**Problems:**
1. Output the darkroom post's text from "As you can see, my" to "Gods Of Printing.", copying it word for word.
2. List every item in the darkroom post that the writer describes with the word "old."

**Selected passage:**
□ □ □ □

Anyway, as the title of this blog implies . . sometimes things go right, and sometimes they don't. Today I had a number of bad things happen, but managed to make some prints I am more than happy with. I count it a good session if I can make 6 to 8 prints, and if say 3 of those are useable as proper archive prints then all the better.



The Maw Of Hell

Could Have Done With A Tidy-Up

The DeVere just fits

Wet Area (and sensibly placed 'Dry' cabinet)

Emergency Supplies.
The trays are on the floor to catch drips from the current printing session's drying prints - normally they aren't there.


Prints Drying.



As you can see, my darkroom is extremely primitive. It is an old butler's cupboard under a stair - it does have quite a high ceiling at one side, and does have the advantage of a stone flagged floor, which is fine for spillages of chemicals and also keeps beer at near perfect pub temperature! 
My enlarger is a DeVere 504 Dichromat - you can see it mounted on an old kitchen cabinet which is on its side - I have to print on my knees - I call it supplication to the Gods Of Printing.
All my wet processing is done in trays on newspapers on those shelves to the right - they are 9 inches deep - just enough for a tray.
The old hifi cabinet underneath is my dry area - all paper is stored in there, and there is an old Restem paper safe on a shelf too.
Yes that is a wine rack! The green towel is my door jamb for when I am processing LF film - basically it is a towel rolled up, with cable ties holding it in a roll and goes up against a large gap under the cupboard door.
There's no running water, so prints get popped into my Paterson washer until the end.
The prints are hanging from an old indoors washing line that came with the house!

□ □ □ □

Image object location rows
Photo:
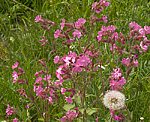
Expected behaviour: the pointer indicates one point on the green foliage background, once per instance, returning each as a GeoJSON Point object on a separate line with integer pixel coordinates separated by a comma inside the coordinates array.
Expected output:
{"type": "Point", "coordinates": [19, 37]}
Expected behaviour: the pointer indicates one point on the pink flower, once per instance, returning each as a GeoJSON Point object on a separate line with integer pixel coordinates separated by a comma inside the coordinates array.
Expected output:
{"type": "Point", "coordinates": [71, 115]}
{"type": "Point", "coordinates": [15, 76]}
{"type": "Point", "coordinates": [83, 61]}
{"type": "Point", "coordinates": [135, 63]}
{"type": "Point", "coordinates": [99, 6]}
{"type": "Point", "coordinates": [77, 34]}
{"type": "Point", "coordinates": [38, 18]}
{"type": "Point", "coordinates": [50, 100]}
{"type": "Point", "coordinates": [62, 24]}
{"type": "Point", "coordinates": [126, 61]}
{"type": "Point", "coordinates": [56, 59]}
{"type": "Point", "coordinates": [47, 77]}
{"type": "Point", "coordinates": [79, 23]}
{"type": "Point", "coordinates": [116, 73]}
{"type": "Point", "coordinates": [115, 36]}
{"type": "Point", "coordinates": [100, 34]}
{"type": "Point", "coordinates": [69, 100]}
{"type": "Point", "coordinates": [144, 47]}
{"type": "Point", "coordinates": [63, 90]}
{"type": "Point", "coordinates": [43, 41]}
{"type": "Point", "coordinates": [9, 110]}
{"type": "Point", "coordinates": [63, 119]}
{"type": "Point", "coordinates": [15, 65]}
{"type": "Point", "coordinates": [147, 29]}
{"type": "Point", "coordinates": [15, 120]}
{"type": "Point", "coordinates": [38, 80]}
{"type": "Point", "coordinates": [134, 26]}
{"type": "Point", "coordinates": [57, 33]}
{"type": "Point", "coordinates": [104, 18]}
{"type": "Point", "coordinates": [77, 69]}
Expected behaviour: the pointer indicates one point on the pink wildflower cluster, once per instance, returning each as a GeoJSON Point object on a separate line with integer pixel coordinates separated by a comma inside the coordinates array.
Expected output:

□ □ □ □

**Results for the exercise:**
1.
As you can see, my darkroom is extremely primitive. It is an old butler's cupboard under a stair - it does have quite a high ceiling at one side, and does have the advantage of a stone flagged floor, which is fine for spillages of chemicals and also keeps beer at near perfect pub temperature! 
My enlarger is a DeVere 504 Dichromat - you can see it mounted on an old kitchen cabinet which is on its side - I have to print on my knees - I call it supplication to the Gods Of Printing.

2.
- butler's cupboard
- kitchen cabinet
- hifi cabinet
- Restem paper safe
- indoors washing line